Using the string "face" as the key, pull each matching line out of the records below.

LISTED RECORDS:
++++++
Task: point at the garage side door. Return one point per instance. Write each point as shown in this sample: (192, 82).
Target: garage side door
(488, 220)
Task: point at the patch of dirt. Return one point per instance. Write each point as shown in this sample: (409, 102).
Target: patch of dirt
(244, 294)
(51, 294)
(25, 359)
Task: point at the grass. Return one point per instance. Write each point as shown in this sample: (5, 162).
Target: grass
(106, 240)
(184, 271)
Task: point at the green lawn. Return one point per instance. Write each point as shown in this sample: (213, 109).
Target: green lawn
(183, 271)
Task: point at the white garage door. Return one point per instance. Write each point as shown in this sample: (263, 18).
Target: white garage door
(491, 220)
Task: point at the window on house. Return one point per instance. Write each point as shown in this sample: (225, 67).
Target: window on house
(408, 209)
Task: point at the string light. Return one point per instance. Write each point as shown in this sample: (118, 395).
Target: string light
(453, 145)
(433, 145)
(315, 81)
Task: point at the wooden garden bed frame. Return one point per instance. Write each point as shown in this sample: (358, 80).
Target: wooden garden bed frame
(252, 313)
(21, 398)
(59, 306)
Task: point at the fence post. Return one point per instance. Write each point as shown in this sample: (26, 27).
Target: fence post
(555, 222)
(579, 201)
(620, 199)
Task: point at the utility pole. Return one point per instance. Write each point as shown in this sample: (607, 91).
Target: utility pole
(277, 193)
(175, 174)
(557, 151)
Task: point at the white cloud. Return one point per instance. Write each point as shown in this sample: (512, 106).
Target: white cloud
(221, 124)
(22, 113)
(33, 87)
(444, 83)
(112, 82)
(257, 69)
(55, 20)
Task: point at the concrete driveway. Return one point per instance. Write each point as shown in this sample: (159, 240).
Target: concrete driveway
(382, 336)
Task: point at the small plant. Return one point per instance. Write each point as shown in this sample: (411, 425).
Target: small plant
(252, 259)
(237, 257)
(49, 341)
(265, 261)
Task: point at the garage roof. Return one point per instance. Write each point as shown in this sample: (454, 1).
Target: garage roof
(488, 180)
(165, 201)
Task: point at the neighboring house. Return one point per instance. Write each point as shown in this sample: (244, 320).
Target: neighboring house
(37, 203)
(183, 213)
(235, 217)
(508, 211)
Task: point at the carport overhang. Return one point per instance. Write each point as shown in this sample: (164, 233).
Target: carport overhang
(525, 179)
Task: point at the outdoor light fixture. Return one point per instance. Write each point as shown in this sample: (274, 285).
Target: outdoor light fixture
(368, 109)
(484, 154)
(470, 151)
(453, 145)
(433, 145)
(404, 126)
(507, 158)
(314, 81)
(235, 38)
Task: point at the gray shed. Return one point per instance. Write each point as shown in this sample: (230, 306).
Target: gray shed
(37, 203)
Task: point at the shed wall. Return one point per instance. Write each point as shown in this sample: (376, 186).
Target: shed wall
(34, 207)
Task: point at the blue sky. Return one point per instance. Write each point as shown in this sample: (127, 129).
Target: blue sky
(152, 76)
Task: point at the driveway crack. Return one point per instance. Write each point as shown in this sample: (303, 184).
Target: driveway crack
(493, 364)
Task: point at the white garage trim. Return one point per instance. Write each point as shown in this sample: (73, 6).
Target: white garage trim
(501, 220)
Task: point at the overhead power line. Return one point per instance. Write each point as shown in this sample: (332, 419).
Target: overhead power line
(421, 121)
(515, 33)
++++++
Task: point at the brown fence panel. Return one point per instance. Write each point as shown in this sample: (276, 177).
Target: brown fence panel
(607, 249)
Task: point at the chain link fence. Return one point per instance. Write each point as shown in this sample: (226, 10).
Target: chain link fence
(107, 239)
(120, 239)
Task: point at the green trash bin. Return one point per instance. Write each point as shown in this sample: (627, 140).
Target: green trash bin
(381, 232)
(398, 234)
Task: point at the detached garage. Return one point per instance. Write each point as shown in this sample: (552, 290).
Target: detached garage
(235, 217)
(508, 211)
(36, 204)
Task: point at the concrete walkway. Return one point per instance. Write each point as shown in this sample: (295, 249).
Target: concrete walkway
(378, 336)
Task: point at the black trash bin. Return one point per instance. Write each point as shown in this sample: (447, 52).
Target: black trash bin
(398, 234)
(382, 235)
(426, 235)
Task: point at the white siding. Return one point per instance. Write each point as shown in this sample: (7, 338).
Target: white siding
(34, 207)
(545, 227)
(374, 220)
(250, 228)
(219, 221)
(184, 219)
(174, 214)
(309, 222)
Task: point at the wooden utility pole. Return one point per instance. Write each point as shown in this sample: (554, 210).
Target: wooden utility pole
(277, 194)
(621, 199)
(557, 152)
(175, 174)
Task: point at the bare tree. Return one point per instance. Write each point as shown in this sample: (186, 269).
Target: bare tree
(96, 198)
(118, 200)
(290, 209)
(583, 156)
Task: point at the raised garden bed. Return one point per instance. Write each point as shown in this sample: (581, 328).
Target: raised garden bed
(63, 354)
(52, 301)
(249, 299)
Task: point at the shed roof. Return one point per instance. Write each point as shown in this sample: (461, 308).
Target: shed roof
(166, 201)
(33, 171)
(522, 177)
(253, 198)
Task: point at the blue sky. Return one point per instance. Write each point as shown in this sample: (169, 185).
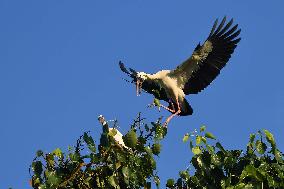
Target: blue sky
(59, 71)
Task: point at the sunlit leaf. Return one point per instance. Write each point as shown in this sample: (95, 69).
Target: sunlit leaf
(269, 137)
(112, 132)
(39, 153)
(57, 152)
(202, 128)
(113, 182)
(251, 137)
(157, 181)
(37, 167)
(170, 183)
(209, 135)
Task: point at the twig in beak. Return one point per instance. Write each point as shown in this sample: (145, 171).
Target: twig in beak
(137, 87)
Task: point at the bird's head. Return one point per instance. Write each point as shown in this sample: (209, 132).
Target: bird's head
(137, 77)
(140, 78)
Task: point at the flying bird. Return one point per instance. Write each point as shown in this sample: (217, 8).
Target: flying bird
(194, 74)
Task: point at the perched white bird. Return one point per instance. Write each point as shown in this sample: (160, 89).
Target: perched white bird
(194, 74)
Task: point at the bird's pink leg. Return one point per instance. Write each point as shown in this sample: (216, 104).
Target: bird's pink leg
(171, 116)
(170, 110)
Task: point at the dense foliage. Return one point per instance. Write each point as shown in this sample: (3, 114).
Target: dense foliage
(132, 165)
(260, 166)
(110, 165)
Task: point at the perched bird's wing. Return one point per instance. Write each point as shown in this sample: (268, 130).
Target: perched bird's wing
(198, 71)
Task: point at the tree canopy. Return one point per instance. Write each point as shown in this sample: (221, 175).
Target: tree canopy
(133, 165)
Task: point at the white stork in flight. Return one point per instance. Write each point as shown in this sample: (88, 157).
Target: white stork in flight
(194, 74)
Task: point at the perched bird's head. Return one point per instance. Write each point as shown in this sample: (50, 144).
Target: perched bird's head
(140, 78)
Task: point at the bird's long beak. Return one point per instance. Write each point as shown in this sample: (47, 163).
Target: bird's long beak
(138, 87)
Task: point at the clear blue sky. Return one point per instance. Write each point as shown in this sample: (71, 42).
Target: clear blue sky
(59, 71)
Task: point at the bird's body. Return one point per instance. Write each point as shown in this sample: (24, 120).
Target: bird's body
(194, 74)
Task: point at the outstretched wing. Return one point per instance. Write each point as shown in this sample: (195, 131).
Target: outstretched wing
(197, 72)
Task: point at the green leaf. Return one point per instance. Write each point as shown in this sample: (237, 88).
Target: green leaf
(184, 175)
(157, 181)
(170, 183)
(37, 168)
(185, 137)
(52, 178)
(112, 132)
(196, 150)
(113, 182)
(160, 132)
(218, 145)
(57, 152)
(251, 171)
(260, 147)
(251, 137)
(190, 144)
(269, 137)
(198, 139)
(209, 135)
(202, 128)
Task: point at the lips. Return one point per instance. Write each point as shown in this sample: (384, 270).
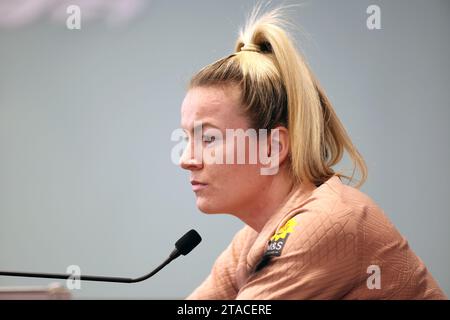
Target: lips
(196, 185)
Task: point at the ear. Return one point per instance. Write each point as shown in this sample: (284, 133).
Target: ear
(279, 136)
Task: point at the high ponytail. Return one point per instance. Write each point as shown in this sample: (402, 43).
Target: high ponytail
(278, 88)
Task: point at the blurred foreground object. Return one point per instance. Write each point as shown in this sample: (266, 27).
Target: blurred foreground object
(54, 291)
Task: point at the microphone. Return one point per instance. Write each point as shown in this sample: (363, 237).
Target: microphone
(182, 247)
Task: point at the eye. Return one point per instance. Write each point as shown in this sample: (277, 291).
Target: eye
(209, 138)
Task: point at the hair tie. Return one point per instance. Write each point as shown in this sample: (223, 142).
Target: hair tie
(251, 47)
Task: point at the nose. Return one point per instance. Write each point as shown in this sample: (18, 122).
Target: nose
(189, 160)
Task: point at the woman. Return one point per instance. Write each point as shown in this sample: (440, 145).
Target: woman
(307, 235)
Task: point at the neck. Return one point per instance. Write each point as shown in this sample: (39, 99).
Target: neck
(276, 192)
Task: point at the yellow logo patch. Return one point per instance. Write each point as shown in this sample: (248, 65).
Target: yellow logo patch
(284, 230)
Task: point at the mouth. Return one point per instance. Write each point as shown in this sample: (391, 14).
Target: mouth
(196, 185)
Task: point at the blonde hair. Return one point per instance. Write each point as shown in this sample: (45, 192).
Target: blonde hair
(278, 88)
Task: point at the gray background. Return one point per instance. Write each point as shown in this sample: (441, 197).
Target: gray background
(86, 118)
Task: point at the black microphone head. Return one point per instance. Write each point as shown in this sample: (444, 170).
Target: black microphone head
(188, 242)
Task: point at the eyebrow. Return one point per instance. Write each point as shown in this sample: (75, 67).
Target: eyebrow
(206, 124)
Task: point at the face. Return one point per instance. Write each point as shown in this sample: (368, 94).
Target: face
++++++
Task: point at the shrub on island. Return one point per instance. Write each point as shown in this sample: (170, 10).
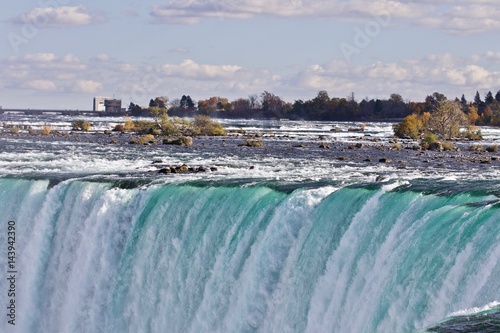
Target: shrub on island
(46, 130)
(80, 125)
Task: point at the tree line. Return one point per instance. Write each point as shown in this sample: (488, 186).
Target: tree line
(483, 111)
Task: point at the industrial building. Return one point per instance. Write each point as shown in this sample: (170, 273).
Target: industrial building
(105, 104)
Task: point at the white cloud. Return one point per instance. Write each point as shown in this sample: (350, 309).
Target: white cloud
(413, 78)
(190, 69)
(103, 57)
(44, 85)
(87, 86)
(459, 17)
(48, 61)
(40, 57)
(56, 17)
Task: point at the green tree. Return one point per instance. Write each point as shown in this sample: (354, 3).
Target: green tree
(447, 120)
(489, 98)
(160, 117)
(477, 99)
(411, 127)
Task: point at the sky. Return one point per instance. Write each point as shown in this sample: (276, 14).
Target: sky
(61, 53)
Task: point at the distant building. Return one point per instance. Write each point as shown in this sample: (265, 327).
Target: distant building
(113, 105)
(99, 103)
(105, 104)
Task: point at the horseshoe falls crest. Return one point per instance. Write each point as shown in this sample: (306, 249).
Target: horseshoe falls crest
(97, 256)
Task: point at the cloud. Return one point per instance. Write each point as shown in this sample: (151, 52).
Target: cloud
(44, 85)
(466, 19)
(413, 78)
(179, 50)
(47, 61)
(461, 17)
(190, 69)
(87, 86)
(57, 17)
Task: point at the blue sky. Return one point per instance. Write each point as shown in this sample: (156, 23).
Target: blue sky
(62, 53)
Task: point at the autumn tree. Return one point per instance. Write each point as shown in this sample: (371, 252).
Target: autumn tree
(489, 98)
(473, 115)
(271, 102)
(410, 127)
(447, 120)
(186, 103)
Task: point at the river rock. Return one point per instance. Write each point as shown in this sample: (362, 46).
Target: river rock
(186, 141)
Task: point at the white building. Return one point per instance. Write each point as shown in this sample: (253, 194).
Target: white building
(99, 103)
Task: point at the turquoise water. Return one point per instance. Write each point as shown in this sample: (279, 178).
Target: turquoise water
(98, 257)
++++++
RESPONSE AREA:
Task: point at the face. Return one point per instance. Write each point as shown in this sample: (368, 94).
Target: face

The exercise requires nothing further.